↓

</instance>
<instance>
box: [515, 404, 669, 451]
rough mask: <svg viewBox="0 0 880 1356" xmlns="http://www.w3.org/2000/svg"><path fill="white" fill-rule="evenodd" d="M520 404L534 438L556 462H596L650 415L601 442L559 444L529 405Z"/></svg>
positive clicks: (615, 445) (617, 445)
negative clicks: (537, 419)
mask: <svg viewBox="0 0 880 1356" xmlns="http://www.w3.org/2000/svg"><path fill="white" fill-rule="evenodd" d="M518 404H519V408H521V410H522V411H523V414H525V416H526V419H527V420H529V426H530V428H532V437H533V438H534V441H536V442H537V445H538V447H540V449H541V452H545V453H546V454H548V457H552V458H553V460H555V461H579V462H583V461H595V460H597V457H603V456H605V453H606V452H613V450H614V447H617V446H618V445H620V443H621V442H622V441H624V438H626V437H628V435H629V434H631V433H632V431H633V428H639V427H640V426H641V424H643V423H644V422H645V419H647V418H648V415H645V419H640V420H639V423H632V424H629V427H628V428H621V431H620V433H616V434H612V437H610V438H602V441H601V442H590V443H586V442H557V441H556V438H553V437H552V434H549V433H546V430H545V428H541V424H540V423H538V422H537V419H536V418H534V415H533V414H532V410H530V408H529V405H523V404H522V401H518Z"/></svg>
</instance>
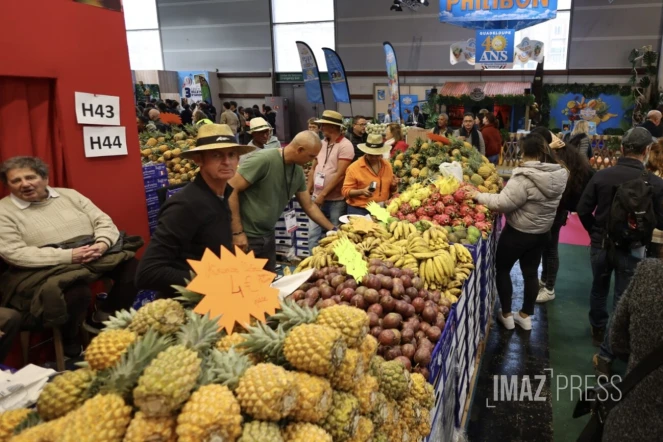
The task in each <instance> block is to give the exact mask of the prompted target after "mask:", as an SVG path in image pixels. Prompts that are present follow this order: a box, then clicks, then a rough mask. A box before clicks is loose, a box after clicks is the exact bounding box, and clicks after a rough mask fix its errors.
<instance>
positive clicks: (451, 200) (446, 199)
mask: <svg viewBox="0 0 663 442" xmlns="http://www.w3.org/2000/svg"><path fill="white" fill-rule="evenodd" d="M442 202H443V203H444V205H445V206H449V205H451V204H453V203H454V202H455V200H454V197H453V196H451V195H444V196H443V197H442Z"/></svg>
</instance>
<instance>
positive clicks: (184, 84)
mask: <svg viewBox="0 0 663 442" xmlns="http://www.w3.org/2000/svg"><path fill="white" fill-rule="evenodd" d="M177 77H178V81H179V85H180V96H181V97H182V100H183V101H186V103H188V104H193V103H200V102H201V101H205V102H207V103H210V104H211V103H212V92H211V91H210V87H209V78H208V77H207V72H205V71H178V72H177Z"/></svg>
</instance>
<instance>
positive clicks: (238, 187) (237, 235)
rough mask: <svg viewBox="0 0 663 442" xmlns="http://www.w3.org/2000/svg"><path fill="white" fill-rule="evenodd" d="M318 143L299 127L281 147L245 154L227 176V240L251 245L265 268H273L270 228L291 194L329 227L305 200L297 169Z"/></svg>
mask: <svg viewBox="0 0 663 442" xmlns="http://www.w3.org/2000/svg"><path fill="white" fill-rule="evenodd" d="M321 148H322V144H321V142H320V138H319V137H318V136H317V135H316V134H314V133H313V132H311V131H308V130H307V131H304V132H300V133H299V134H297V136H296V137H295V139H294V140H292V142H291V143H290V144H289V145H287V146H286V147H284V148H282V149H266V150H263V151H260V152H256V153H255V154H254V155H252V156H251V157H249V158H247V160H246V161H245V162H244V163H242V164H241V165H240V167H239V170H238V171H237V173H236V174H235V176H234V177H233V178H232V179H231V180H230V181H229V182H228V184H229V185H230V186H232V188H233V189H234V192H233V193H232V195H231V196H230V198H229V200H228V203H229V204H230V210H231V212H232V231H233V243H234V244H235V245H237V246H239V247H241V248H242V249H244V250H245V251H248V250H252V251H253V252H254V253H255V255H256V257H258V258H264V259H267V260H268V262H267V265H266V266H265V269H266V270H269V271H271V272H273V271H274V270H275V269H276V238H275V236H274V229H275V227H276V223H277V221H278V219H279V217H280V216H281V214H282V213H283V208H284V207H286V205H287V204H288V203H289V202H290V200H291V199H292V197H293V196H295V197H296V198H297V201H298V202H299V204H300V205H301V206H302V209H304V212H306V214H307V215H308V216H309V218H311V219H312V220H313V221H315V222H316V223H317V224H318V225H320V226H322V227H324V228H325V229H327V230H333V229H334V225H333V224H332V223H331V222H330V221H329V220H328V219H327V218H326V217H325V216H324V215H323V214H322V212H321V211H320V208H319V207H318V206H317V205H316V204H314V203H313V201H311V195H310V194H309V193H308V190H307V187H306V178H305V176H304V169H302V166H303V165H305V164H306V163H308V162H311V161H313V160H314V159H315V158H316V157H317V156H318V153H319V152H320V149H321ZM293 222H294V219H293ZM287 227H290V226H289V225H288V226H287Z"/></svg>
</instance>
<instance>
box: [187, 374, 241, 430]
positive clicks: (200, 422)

↑

> AIM OF THE EXERCISE
Give back exactly the lines above, from the line containing "404L534 438L556 462H596L650" through the line containing "positive clicks: (615, 445) (617, 445)", with both end lines and nothing more.

> RESPONSE TO THIS TASK
rough mask: <svg viewBox="0 0 880 1356" xmlns="http://www.w3.org/2000/svg"><path fill="white" fill-rule="evenodd" d="M520 404L534 438L556 462H596L650 415L601 442L559 444L529 405Z"/></svg>
positive clicks: (615, 445) (617, 445)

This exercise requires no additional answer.